+++ ENTRIES SUPPLIED +++
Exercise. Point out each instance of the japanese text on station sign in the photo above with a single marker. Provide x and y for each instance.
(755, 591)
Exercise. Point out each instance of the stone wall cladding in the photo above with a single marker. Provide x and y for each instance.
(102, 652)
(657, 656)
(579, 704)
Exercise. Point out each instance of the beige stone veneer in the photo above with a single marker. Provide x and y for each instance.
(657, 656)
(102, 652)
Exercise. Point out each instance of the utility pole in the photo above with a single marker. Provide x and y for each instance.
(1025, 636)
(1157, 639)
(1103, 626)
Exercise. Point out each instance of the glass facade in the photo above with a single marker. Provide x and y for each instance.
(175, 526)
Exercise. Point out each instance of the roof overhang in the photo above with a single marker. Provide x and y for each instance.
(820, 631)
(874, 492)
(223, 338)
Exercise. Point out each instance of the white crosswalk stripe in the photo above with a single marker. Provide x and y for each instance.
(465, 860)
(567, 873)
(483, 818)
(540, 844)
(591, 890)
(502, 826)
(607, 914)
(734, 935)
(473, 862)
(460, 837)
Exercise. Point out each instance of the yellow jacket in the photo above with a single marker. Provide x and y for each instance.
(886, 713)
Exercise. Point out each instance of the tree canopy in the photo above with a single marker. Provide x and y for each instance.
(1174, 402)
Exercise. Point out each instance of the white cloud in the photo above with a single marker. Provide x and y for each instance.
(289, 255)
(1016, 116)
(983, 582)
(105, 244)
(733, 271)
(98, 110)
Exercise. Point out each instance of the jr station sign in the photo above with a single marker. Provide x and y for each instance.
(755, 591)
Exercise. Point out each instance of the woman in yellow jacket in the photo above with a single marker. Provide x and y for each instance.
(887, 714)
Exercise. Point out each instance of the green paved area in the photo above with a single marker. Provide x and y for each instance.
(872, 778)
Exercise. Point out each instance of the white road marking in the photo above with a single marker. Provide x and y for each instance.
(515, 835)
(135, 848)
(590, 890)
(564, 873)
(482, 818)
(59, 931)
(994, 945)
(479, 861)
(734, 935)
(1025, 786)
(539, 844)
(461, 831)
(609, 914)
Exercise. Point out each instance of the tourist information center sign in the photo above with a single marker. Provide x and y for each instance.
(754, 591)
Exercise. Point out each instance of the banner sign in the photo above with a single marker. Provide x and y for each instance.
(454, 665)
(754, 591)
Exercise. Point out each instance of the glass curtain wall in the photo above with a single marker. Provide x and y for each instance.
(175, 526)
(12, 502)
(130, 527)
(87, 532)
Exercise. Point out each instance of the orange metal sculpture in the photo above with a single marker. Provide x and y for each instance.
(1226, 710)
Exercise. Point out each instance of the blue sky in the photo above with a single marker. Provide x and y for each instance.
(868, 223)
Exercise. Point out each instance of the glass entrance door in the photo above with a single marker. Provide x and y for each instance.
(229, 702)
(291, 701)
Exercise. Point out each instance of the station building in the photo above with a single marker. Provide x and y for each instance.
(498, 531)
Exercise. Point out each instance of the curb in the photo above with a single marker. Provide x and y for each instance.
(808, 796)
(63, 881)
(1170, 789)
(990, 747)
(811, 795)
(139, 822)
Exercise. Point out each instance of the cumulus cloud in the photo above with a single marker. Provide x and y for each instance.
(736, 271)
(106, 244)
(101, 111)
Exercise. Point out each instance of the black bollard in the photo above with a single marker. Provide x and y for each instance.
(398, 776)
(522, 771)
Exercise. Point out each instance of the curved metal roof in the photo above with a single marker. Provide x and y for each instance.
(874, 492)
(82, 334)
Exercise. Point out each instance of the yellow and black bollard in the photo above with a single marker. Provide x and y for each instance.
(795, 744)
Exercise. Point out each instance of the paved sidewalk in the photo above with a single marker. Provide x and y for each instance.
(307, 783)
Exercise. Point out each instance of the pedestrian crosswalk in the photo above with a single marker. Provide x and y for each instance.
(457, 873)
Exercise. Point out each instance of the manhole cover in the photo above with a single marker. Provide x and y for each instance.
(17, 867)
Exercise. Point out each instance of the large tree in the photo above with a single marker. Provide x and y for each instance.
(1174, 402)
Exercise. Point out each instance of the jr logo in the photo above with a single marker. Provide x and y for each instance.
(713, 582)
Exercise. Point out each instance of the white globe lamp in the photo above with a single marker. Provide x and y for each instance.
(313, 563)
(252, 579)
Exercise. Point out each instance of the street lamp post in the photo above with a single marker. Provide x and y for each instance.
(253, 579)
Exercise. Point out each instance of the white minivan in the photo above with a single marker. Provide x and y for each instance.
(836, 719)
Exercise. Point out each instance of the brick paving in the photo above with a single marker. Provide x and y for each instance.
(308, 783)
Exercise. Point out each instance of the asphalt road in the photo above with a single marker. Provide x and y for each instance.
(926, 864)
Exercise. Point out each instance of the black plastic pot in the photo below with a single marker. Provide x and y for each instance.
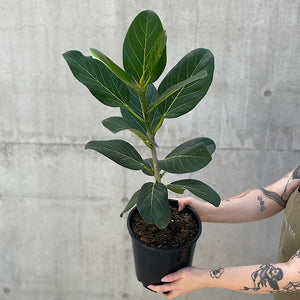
+++
** CHALLENGE **
Extract every line of the data above that contains the word "metal", and copy each line in full.

** ANSWER TO THIS TASK **
Exercise. Point out each instance of the orange metal sculpture in the photo above with a single marker. Provide x and y for each instance.
Exercise. Point out each instance of the curved metal roof in the photo above with a single marker. Provide x and y for each instance.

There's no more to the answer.